EXCERPTED PASSAGE:
****************
My Kind of Country

Country music from a fan's point of view since 2008

A lasting impression

jen2In country music today, a great deal of mediocrity has been allowed to slip into the genre – where at one time, only legends and great ones stood. Now that’s not to say that every new artist is recording interchangable and forgettable tunes. But it seems the ratio of disposable songs to standards has taken a drastic plunge in recent years.  Where are the legends of today?  

Artists like Garth Brooks and Shania Twain come to mind.  If only for their record-breaking sales numbers, both will still be talked about for years to come.  Besides their respective mega-hits – ‘Friends In Low Places’ and ‘You’re Still The One’, I don’t think many people will be able to name more than a couple songs from them.  But, people will still know their name.  

And then we have artists like George Strait and Reba McEntire who are still relevant into the third decade of their careers.  Surely, people will still talk about the careers of King George and Reba long after they’re gone.  For Strait, I’d say people will remember songs like ‘All My Ex’s Live In Texas’, ‘I Cross My Heart’, and ‘Carrying Your Love With Me’.  Nobody is going to forget ‘Fancy’, ‘For My Broken Heart’, or ‘Does He Love You’ anytime soon either.  But, both of them have been having hits longer than most artists even remain in the memory of the public at large.

Loretta Lynn was a trailblazer and truly an American poet.  Dolly Parton built her persona into the kind of world-wide popularity rivaled only by the Beatles and Elvis. Merle Haggard, George Jones, Waylon Jennings, and Johnny Cash all had their own image.  There was nobody else like them, and there never will be.  Patsy Cline is still talked about today, some 46 years after her death.  And it’s been 56 years since country music lost Hank Williams, but his name comes up as often as ever.

Who will still be talked about 40 years from now?  I’m sure that as far back as the hey-day of Hank Williams, country music saw disposable artists come and go.  It just seems there are so few original artists today, and the few that are walking their own path aren’t really paving the way because they just aren’t having much success.  The top of the charts finds one cookie-cutter artist after another.
****************
Outlined named region entries:
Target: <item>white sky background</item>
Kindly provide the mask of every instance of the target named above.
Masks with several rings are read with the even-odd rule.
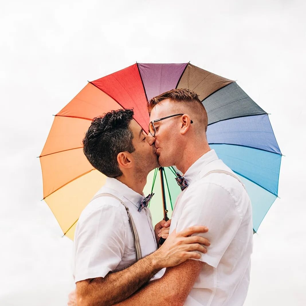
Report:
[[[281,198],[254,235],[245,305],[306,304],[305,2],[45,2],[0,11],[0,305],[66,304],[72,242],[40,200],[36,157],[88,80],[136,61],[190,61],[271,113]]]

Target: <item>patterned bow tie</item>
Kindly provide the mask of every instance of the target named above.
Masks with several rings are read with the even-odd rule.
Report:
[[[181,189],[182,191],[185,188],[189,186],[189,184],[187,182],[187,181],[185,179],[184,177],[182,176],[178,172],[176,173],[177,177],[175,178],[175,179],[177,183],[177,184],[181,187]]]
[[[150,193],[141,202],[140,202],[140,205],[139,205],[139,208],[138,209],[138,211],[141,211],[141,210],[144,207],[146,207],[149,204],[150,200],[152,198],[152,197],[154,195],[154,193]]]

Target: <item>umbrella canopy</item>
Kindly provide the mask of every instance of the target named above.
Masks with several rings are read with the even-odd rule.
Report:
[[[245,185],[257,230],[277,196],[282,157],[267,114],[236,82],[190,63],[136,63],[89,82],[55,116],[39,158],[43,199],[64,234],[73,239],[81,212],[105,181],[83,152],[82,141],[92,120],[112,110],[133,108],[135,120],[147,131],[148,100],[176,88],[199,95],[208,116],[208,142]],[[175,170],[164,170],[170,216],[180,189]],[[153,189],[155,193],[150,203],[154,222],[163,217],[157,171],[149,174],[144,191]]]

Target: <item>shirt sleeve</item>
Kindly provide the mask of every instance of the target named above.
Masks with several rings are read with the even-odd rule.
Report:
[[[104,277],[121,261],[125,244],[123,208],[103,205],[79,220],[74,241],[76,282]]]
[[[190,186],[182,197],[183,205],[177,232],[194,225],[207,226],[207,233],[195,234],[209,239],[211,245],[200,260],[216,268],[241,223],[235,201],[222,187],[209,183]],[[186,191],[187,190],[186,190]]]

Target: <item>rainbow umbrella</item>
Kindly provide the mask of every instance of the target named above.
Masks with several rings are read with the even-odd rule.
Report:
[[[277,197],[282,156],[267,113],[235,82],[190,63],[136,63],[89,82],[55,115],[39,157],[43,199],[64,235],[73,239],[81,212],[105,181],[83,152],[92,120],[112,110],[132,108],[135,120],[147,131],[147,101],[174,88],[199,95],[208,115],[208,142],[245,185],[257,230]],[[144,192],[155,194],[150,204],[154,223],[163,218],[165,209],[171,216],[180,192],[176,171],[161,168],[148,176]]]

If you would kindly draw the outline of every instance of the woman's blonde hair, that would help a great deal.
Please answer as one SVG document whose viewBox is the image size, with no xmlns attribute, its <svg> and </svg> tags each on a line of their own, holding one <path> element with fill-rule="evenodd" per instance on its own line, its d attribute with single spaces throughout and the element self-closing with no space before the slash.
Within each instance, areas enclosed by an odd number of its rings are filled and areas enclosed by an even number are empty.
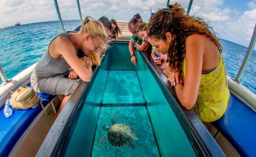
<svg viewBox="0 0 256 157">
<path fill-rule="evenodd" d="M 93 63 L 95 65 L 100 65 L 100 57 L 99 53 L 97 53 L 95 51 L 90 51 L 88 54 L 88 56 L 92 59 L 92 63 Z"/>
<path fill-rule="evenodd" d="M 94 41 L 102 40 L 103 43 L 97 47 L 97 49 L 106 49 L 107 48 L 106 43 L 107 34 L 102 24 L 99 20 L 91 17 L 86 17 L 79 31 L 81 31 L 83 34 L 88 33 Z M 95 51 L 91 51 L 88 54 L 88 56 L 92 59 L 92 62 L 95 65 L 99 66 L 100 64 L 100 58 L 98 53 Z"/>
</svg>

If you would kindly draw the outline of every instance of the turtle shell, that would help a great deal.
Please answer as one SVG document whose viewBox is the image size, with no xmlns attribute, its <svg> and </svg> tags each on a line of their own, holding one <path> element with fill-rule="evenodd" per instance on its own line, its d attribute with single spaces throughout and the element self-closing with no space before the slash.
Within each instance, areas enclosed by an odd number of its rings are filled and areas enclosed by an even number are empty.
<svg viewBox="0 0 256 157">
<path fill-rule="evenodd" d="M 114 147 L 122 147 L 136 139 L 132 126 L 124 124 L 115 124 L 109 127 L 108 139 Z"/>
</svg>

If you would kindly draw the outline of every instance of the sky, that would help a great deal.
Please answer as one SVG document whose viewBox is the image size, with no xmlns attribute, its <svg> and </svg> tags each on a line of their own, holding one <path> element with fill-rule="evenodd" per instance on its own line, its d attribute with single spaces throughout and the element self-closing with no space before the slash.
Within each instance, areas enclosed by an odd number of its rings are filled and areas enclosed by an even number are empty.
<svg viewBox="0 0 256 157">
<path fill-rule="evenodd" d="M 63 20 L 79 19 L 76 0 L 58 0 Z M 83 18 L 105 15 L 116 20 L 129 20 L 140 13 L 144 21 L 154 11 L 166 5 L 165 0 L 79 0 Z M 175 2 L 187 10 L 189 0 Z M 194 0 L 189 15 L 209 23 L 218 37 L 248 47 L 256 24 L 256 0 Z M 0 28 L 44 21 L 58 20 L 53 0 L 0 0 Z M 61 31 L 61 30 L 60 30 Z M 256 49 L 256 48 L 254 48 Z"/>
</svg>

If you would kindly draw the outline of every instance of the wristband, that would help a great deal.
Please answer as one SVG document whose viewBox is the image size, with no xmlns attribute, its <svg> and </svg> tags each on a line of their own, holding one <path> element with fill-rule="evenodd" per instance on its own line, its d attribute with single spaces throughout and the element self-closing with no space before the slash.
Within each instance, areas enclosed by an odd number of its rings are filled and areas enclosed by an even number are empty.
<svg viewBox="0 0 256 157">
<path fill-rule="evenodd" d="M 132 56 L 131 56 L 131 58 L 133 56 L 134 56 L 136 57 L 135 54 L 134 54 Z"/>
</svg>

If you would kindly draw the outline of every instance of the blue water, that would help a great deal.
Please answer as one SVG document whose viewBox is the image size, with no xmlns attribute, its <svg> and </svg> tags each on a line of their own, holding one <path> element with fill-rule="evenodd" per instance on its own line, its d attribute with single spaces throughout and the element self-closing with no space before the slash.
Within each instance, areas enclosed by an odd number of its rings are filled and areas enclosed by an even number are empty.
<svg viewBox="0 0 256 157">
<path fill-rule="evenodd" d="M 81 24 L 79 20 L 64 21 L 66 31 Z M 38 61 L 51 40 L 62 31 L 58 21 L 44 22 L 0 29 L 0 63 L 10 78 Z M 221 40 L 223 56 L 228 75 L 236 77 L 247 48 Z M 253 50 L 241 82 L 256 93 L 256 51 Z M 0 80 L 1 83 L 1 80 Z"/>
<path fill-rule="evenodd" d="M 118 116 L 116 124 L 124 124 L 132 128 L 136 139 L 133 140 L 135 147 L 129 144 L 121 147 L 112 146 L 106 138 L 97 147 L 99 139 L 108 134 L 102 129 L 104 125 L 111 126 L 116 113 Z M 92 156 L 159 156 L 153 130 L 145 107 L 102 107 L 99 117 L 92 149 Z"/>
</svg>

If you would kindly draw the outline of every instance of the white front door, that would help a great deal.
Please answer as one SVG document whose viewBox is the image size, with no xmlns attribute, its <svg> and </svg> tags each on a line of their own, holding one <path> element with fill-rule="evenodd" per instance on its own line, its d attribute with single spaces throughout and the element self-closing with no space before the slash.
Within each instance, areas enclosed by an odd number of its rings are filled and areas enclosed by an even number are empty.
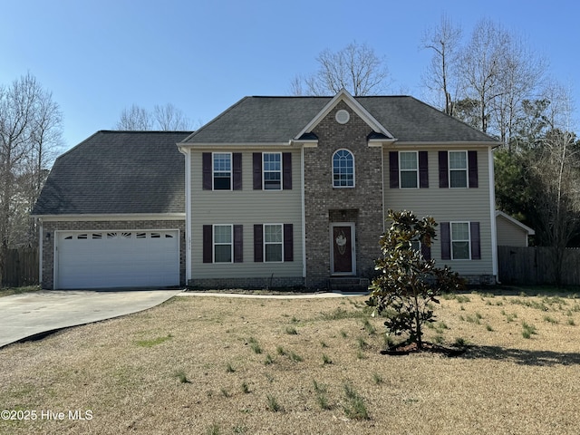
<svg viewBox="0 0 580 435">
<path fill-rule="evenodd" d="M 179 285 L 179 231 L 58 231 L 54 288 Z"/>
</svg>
****************
GOALS:
A - According to the country music post, how many years had passed since Patsy Cline's death?
B - From the country music post, extract the part that opens with the words containing "Country music from" and closes with "know their name.".
C - Write the next part of the country music post, picking up after its final sentence.

OUTPUTS BY TASK:
A - Some 46 years.

B -
Country music from a fan's point of view since 2008

A lasting impression

jen2In country music today, a great deal of mediocrity has been allowed to slip into the genre – where at one time, only legends and great ones stood. Now that’s not to say that every new artist is recording interchangable and forgettable tunes. But it seems the ratio of disposable songs to standards has taken a drastic plunge in recent years.  Where are the legends of today?  

Artists like Garth Brooks and Shania Twain come to mind.  If only for their record-breaking sales numbers, both will still be talked about for years to come.  Besides their respective mega-hits – ‘Friends In Low Places’ and ‘You’re Still The One’, I don’t think many people will be able to name more than a couple songs from them.  But, people will still know their name.

C -
My guess is that the music of Sugarland is here to stay – or at least the vocals of Jennifer Nettles.  I see ‘Stay’ as being remembered for decades. However, I don’t believe it’s the magnum opus of Sugarland’s career.  It certainly is up to this point. Still, I see so many more defining moments ahead for them – and I predict several will be even more powerful than ‘Stay’.  And I think we’ve only just begun to hear what Jennifer Nettles is capable of.  But that’s just my opinion.

What artists of today do you think will still be talked about in 40, 50 years?  Why?

Only the beginning …


27 responses to “A lasting impression

  1. Razor X February 24, 2009 at 11:12 pm

    Lee Ann Womack is the first name that comes to mind. I also think Martina McBride will be remembered for a long time, even though her music hasn’t been great lately.

    All in all, though, I think that country music in the first decade of the 21st century will be remembered for its mediocrity. I can’t think of a single brand new act that has got both the talent and the mainstream appeal to be remembered decades from now.

  2. Chris February 25, 2009 at 5:36 am

    I agree Razor. Those two are the only ones I can really think of too, and I agree with JR on Sugarland.

    But how about Trisha Yearwood? I certainly hope her music is still cared about years from now…

  3. Meg February 25, 2009 at 10:48 am

    In our instant and immediate culture, I think it’s hard for us to fathom that legends aren’t made over night. Like fine wine, it takes time. I don’t think you can tell right out of the gate who’s going to have staying power (no pun intended related to Sugarland’s ‘Stay’ — though that was a pretty fine pun)!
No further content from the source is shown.